- **WORKING DATA**

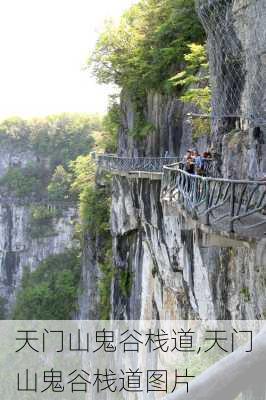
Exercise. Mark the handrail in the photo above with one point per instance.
(113, 163)
(229, 203)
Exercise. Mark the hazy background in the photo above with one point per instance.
(43, 45)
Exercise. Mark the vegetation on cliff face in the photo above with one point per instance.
(54, 142)
(58, 168)
(51, 291)
(145, 50)
(150, 40)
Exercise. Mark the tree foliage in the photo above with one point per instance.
(150, 40)
(51, 291)
(195, 78)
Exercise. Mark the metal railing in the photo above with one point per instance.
(234, 205)
(113, 163)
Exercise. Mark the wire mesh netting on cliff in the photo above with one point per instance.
(237, 56)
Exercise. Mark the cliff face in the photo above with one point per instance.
(177, 267)
(236, 44)
(20, 245)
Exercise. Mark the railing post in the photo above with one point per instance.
(207, 201)
(232, 206)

- **WHAT YOU HAVE TO DO**
Please reproduce, word for word, every line from the line with "Exercise. Mark the metal" to the final line above, including both ends.

- **OUTPUT OF THE TASK**
Exercise. Mark the metal railing in the photo above with one point per instance.
(234, 205)
(113, 163)
Exercise. Mark the wire mesh netting on cliff in the photo above with one point per instance.
(237, 56)
Exercise. Mark the cliff face in the photo above with one point per instance.
(177, 267)
(236, 44)
(20, 245)
Exercise. Mark the railing post in the photo above with one point per instance.
(207, 201)
(232, 206)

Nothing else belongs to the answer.